As métricas de bem-estar geral da Gallup medem a avaliação da vida monitorizando as “taxas” de prosperidade, de luta por uma existência melhor e de sofrimento entre os funcionários. Também são avaliadas as emoções negativas, o esgotamento e o quanto os funcionários acreditam que a sua organização se preocupa com o seu bem-estar. De acordo com os dados e a nível global, 34% dos trabalhadores sentem que estão a prosperar, 58% afirmam viver com dificuldades de ordem variada e 8% confessam estar em sofrimento.

No que respeita às emoções negativas, 21% dos trabalhadores auscultados sentem raiva, 22% consideram-se tristes, 38% mostram-se preocupados e 41% afirmam sofrer de stress.

O envolvimento com o trabalho

Naturalmente que nem todos os problemas de saúde mental estão relacionados com o trabalho, mas também é verdade que este constitui um factor significativo no que respeita às avaliações da vida e do quotidiano. E os resultados deste inquérito mostram que trabalhadores que não gostam do seu trabalho tendem a ter níveis mais elevados de stress e de preocupação diários, a par de sentirem mais fortemente as emoções negativas que, além do stress e da preocupação, incluem igualmente sentimentos de tristeza, raiva e solidão. Mais uma vez, o estudo revelou também que quem sofre de falta de motivação no trabalho sofre tanto ou mais do que aqueles que se encontram desempregados.

Assim e para os empregadores, abordar a saúde mental dos seus trabalhadores exige não só medidas de apoio para que estes prosperem na vida, mas, essencialmente, que se sintam mais envolvidos e comprometidos com o trabalho.

Os trabalhadores que se sentem activamente desligados – ou aqueles que se opõem aos objectivos do seu empregador – constituem 15% da força laboral. E, comparativamente com os demais, são muito mais propensos a não sentirem bem-estar, a terem menos probabilidades de se sentirem respeitados ou de sentirem algum tipo de prazer diário.

Por outro lado, mercados de trabalho mais pobres estão profundamente correlacionados com a falta de envolvimento dos trabalhadores. A análise da Gallup demonstra igualmente que melhores mercados de trabalho estão associados a menores níveis de não envolvimento.
☆ ☆ ☆ ☆ ☆
Enunciado da tarefa 1 - De acordo com o excerto sobre o bem-estar dos trabalhadores, que percentagem da força laboral é constituída pelos trabalhadores que se sentem activamente desligados?
O excerto e os registos são independentes um do outro.

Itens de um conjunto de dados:
☆ ☆ ☆ ☆ ☆
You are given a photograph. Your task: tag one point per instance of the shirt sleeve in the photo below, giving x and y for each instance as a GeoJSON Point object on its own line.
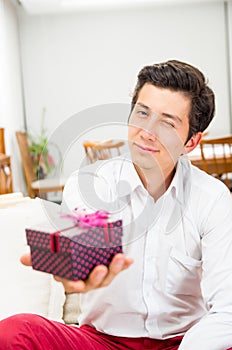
{"type": "Point", "coordinates": [214, 331]}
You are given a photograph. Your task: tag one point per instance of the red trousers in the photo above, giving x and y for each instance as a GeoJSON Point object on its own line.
{"type": "Point", "coordinates": [33, 332]}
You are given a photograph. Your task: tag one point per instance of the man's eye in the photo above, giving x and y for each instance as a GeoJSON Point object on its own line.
{"type": "Point", "coordinates": [142, 113]}
{"type": "Point", "coordinates": [170, 124]}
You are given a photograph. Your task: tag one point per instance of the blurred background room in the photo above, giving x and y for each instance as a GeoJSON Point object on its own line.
{"type": "Point", "coordinates": [68, 68]}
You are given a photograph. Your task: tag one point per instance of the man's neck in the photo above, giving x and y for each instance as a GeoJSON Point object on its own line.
{"type": "Point", "coordinates": [155, 182]}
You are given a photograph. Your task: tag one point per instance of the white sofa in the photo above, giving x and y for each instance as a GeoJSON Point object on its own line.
{"type": "Point", "coordinates": [22, 288]}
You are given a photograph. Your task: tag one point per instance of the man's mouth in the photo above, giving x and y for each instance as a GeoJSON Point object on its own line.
{"type": "Point", "coordinates": [145, 149]}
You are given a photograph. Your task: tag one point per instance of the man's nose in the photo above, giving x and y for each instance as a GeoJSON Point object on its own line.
{"type": "Point", "coordinates": [151, 127]}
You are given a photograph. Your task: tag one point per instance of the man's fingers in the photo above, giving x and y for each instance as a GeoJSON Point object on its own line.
{"type": "Point", "coordinates": [118, 264]}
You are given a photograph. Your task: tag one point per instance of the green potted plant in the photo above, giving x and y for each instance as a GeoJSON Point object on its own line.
{"type": "Point", "coordinates": [43, 162]}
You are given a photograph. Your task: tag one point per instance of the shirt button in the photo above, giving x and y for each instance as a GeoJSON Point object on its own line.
{"type": "Point", "coordinates": [147, 343]}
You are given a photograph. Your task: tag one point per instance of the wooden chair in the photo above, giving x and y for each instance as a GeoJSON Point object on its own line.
{"type": "Point", "coordinates": [102, 150]}
{"type": "Point", "coordinates": [2, 141]}
{"type": "Point", "coordinates": [36, 188]}
{"type": "Point", "coordinates": [6, 185]}
{"type": "Point", "coordinates": [216, 156]}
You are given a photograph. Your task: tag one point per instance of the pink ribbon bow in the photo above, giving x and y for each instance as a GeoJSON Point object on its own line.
{"type": "Point", "coordinates": [98, 218]}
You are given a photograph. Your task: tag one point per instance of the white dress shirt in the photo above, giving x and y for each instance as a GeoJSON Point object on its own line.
{"type": "Point", "coordinates": [181, 280]}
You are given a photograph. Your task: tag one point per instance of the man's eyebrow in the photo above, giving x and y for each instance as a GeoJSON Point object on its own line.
{"type": "Point", "coordinates": [173, 117]}
{"type": "Point", "coordinates": [144, 106]}
{"type": "Point", "coordinates": [170, 116]}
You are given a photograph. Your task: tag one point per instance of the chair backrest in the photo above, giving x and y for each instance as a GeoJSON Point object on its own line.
{"type": "Point", "coordinates": [2, 141]}
{"type": "Point", "coordinates": [102, 150]}
{"type": "Point", "coordinates": [216, 156]}
{"type": "Point", "coordinates": [26, 159]}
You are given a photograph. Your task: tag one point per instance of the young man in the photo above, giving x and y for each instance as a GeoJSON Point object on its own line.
{"type": "Point", "coordinates": [171, 287]}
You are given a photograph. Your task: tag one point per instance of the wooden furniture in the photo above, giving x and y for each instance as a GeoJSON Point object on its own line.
{"type": "Point", "coordinates": [36, 188]}
{"type": "Point", "coordinates": [216, 158]}
{"type": "Point", "coordinates": [5, 174]}
{"type": "Point", "coordinates": [102, 150]}
{"type": "Point", "coordinates": [2, 141]}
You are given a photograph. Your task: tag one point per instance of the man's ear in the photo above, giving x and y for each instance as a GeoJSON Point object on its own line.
{"type": "Point", "coordinates": [193, 142]}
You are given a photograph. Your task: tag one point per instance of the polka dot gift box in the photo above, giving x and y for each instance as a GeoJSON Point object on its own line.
{"type": "Point", "coordinates": [72, 245]}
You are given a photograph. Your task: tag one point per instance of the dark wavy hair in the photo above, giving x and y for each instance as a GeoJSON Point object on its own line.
{"type": "Point", "coordinates": [180, 76]}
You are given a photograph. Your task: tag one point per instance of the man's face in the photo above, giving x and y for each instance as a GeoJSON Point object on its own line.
{"type": "Point", "coordinates": [158, 127]}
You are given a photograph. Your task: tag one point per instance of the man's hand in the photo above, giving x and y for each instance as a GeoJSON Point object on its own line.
{"type": "Point", "coordinates": [101, 276]}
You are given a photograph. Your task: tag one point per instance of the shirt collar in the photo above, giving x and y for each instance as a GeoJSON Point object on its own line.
{"type": "Point", "coordinates": [129, 179]}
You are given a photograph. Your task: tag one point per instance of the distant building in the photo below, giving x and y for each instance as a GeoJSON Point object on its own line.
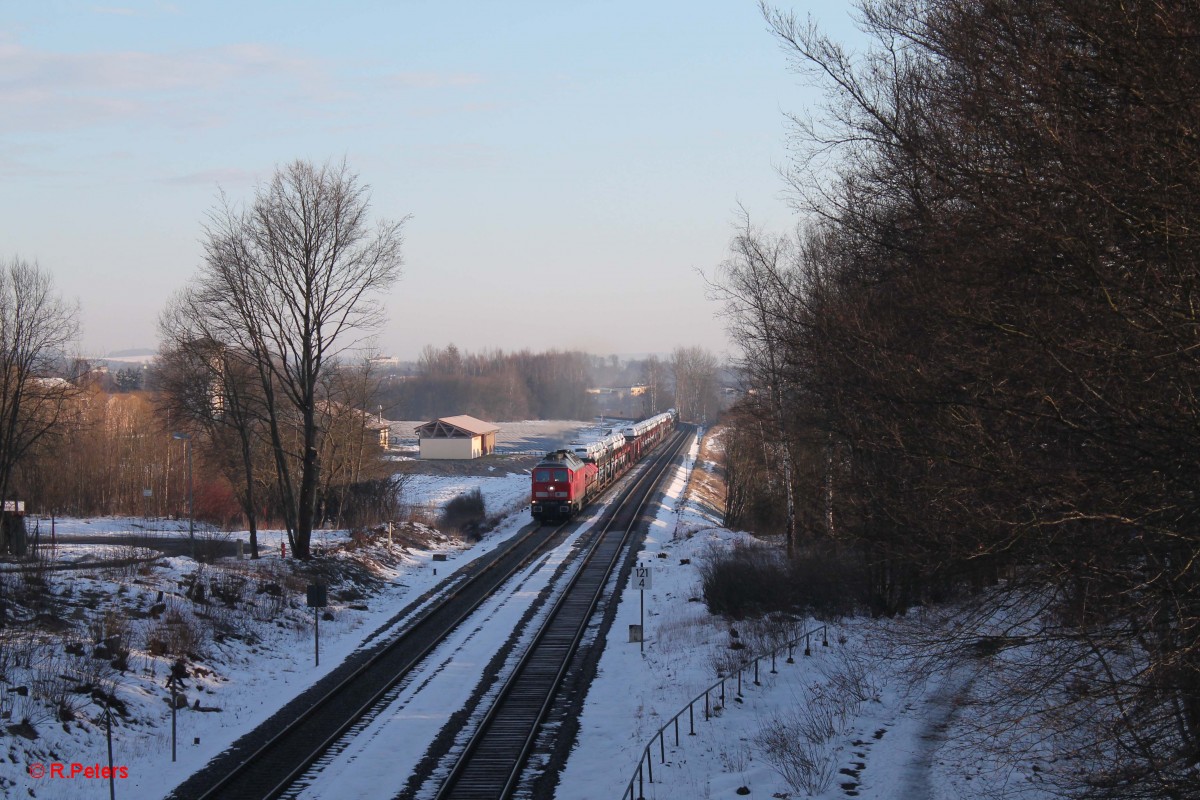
☆ ☆ ☆ ☆ ☆
Enunciado da tarefa 2 - Volte a escrever os registos desde a linha que contém "the shirt collar" até ao fim dos registos, ambas as extremidades incluídas, e substitua "tag" por "mark" sem alterar mais nada. Deixe as imagens fora da resposta.

Resposta final 1 - Constituem 15% da força laboral.

Resposta final 2 -
You are given a photograph. Your task: mark one point per instance of the shirt collar in the photo above, giving x and y for each instance as a GeoJSON Point object on its own line.
{"type": "Point", "coordinates": [129, 179]}
You are given a photograph. Your task: mark one point per instance of the distant building in the photo below, giving x and y for each instance as a GeoJSON Point object on its own line.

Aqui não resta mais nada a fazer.